Format the material below as a JSON list of strings, with one string for each line and blank lines omitted.
┄┄┄┄┄┄
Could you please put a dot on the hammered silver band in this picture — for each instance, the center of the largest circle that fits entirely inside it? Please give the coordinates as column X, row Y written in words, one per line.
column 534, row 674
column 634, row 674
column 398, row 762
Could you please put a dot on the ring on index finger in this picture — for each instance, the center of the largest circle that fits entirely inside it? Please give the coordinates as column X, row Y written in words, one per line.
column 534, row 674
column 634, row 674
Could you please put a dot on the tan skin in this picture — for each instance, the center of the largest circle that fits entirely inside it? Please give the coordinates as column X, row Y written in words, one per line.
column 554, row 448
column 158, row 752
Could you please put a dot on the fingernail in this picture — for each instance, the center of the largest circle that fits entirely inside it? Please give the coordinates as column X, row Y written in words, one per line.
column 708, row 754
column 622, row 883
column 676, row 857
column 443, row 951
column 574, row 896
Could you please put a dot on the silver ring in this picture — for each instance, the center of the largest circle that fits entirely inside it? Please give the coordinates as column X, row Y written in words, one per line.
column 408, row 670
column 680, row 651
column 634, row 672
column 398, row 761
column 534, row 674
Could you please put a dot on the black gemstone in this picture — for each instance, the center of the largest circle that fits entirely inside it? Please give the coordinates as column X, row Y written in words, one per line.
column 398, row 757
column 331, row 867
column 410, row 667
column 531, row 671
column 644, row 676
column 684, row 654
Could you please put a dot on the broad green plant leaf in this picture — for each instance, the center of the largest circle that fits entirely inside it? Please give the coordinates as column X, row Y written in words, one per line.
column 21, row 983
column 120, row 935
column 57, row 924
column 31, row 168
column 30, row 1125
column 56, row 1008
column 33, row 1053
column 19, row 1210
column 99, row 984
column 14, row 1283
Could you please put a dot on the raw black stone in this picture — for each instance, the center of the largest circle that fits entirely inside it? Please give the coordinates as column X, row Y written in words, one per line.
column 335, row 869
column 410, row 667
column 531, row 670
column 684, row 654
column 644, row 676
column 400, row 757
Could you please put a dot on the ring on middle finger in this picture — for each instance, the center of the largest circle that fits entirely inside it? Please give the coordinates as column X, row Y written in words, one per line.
┄┄┄┄┄┄
- Task solution -
[
  "Could you please put a dot on the hammered silver band in this picture — for each instance, the center of the largest circle that fits entirely inside it? Please give the coordinates as column X, row Y written in words, one per line.",
  "column 534, row 674",
  "column 634, row 674",
  "column 398, row 762",
  "Could you please put a dot on the ring on index finger in this picture — for each instance, the center of the largest circle that fits entirely inside it? Please give the coordinates as column X, row Y written in words, one per line.",
  "column 534, row 674",
  "column 634, row 674",
  "Could you please put a dot on the tan skin in this picture — for each instance, the center of the largest circle that fits entirely inside it? Please give the coordinates as column X, row Y written in words, one per line.",
  "column 554, row 448",
  "column 158, row 752",
  "Could you please put a dot on the fingernail in this picture — for each instance, the center of the largest circle that fits entirely inside it? Please give the coordinates as column X, row Y written in words, one per line.",
  "column 708, row 754",
  "column 622, row 883",
  "column 676, row 857",
  "column 443, row 951",
  "column 574, row 896",
  "Could you please put a dot on the silver ring in this picture — for each instance, the center of the largest circle that fits entirely inside it? Please give the coordinates as column X, row Y written in words, one per line.",
  "column 408, row 670",
  "column 680, row 651",
  "column 634, row 672",
  "column 398, row 761",
  "column 534, row 674",
  "Could you please put a dot on the black gemstone in this picture — for each instance, the center of the largest circle that fits entirely inside it? Please give the coordinates as column X, row Y written in words, one per line.",
  "column 398, row 757",
  "column 331, row 867",
  "column 410, row 667",
  "column 531, row 671",
  "column 644, row 676",
  "column 684, row 654",
  "Could you please put a dot on the broad green plant leaf in this picture — for each instance, the center of the largest circle that fits entirely inside it? Please give the coordinates as column X, row Y written in words, one per line.",
  "column 21, row 983",
  "column 120, row 935",
  "column 57, row 924",
  "column 31, row 168",
  "column 30, row 1125",
  "column 56, row 1008",
  "column 33, row 1053",
  "column 19, row 1210",
  "column 99, row 984",
  "column 14, row 1283",
  "Could you please put a dot on the raw black stone in this picture — for each instance, the center of the largest circle that fits entirely inside it? Please give the coordinates as column X, row Y written in words, one per line.",
  "column 335, row 869",
  "column 410, row 667",
  "column 531, row 670",
  "column 684, row 654",
  "column 644, row 676",
  "column 400, row 757",
  "Could you please put a dot on the ring on middle finger in this picture — for each instance, the center of the largest circle that fits entirely inside it? Please give the coordinates as column X, row Y written in words, one per line."
]